Exercise:
Gather the lines from the material that contain "below".

Supplied material:
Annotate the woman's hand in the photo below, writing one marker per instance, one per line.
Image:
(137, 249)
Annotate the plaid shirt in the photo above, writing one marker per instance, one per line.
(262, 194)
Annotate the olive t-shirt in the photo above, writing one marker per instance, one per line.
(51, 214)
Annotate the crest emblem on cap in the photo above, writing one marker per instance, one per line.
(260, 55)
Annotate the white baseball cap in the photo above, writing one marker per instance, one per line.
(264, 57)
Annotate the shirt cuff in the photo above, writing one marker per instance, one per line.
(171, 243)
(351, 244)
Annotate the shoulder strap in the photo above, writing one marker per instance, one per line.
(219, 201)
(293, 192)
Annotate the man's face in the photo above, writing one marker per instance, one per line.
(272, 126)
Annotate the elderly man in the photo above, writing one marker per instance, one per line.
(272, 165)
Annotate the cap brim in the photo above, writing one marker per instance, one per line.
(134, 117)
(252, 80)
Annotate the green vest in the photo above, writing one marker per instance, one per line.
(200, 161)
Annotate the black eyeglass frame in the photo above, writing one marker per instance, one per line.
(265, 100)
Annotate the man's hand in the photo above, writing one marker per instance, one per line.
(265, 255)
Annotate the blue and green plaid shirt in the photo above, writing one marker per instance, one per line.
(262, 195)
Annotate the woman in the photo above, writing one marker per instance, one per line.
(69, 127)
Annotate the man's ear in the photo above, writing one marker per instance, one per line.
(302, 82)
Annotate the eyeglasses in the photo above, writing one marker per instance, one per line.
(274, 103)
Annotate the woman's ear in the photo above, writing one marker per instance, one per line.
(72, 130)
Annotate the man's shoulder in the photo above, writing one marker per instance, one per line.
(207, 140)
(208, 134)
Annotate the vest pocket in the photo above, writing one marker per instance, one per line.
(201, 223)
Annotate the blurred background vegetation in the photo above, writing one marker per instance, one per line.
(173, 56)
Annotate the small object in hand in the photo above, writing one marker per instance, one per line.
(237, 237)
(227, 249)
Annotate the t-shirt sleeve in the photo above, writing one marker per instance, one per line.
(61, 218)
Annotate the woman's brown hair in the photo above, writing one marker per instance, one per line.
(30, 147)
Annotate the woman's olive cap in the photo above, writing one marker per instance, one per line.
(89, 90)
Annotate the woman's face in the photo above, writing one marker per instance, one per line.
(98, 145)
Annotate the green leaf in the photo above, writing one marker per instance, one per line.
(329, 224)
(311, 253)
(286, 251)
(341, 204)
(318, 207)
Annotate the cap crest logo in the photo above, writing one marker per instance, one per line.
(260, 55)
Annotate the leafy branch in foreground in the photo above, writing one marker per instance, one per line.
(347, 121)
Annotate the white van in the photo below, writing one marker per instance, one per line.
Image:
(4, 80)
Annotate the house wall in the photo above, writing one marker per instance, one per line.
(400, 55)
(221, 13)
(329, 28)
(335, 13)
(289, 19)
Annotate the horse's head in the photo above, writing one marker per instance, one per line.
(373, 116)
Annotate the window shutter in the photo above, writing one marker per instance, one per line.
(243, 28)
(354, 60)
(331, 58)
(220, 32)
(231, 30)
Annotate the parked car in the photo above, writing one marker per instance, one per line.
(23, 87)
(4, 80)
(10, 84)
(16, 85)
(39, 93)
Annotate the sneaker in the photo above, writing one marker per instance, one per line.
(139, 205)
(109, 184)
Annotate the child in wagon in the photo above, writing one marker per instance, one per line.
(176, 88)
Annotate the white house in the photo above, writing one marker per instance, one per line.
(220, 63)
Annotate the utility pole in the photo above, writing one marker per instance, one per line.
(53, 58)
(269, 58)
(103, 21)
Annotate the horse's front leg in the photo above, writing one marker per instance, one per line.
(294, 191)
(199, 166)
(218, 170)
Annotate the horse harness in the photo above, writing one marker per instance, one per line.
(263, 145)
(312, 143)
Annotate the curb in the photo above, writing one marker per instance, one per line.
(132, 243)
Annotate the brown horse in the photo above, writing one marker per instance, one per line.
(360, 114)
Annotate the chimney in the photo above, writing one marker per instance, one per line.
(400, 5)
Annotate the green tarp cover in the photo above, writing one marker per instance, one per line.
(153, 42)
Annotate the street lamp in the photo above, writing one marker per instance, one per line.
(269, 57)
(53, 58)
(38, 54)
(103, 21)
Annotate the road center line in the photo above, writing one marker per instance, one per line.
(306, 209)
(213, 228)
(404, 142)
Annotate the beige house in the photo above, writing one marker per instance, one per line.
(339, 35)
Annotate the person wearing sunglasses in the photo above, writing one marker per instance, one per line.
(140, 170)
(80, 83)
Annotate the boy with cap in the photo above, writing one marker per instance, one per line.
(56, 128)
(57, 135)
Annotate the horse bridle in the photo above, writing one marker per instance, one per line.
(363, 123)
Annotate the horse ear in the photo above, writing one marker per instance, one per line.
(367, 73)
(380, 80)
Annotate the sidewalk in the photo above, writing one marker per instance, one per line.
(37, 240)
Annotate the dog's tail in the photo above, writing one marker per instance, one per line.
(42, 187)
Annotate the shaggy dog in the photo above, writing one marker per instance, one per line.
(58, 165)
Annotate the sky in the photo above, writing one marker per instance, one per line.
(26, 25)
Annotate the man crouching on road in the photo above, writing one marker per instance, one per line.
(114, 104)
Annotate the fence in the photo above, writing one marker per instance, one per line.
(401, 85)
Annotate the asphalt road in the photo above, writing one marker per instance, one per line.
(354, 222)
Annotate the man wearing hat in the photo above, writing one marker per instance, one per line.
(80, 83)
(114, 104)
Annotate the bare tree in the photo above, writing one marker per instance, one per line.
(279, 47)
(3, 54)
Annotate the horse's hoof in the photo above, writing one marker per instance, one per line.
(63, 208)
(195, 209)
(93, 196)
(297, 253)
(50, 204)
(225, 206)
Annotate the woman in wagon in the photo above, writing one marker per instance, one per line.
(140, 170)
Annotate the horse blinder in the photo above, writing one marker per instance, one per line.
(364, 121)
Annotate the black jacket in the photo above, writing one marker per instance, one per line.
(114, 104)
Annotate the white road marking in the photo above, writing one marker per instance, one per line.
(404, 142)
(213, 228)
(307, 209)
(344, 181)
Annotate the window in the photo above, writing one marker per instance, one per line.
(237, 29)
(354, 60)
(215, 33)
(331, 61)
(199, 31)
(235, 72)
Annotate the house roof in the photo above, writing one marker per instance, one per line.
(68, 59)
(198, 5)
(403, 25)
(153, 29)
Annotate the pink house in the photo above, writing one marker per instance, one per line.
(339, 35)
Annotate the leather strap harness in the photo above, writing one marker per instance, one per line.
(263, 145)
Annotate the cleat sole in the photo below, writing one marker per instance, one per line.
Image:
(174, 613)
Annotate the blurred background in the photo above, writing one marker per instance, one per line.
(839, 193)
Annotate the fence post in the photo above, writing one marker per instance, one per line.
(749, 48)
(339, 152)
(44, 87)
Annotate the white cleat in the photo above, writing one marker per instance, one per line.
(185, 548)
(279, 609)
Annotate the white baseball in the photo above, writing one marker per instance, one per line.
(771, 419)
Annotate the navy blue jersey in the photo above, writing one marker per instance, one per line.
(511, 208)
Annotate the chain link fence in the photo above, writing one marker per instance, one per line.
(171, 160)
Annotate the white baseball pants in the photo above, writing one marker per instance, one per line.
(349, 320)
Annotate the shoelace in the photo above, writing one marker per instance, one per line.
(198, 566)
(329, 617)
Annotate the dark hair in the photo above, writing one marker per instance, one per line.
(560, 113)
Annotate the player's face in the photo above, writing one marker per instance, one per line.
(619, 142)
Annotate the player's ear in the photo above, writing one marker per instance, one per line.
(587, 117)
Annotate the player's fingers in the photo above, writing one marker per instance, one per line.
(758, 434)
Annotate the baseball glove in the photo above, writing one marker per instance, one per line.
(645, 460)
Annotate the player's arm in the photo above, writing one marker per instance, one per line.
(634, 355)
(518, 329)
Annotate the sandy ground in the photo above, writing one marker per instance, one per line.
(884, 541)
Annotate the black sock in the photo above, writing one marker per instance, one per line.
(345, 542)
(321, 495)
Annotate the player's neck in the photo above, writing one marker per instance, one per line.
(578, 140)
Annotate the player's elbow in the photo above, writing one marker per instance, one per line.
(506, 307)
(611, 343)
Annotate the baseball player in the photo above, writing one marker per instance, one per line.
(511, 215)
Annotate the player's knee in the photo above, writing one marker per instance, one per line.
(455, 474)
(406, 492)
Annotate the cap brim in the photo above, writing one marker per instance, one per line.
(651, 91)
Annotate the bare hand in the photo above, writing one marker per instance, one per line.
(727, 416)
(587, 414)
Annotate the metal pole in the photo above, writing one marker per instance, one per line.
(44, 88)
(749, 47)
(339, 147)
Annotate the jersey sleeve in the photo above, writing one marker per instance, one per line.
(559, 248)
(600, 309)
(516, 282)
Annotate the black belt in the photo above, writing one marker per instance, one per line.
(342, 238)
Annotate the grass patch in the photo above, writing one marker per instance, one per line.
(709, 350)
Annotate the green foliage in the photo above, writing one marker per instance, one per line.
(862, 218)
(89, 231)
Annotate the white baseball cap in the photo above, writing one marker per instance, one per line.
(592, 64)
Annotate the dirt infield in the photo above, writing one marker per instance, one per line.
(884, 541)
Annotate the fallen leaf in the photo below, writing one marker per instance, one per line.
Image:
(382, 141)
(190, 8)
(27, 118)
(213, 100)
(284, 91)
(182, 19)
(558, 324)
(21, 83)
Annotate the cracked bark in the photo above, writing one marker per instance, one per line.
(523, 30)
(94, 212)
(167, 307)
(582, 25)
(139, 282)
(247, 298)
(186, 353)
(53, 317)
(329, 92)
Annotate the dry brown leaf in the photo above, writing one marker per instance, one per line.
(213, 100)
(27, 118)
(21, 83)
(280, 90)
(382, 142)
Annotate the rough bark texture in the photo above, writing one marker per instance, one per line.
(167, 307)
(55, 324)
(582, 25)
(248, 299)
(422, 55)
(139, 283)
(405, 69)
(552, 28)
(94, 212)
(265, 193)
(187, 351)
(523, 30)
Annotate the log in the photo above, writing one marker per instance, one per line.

Solved exercise:
Annotate the woman's hand in the photo below, writing one marker per instance, one per line.
Annotate the white van in the photo below, writing one marker per instance, one per line.
Annotate the cleat sole in the photo below, writing one marker per instance, one per line.
Annotate the fallen leaf in the photo below, writing one marker per instance, one per line.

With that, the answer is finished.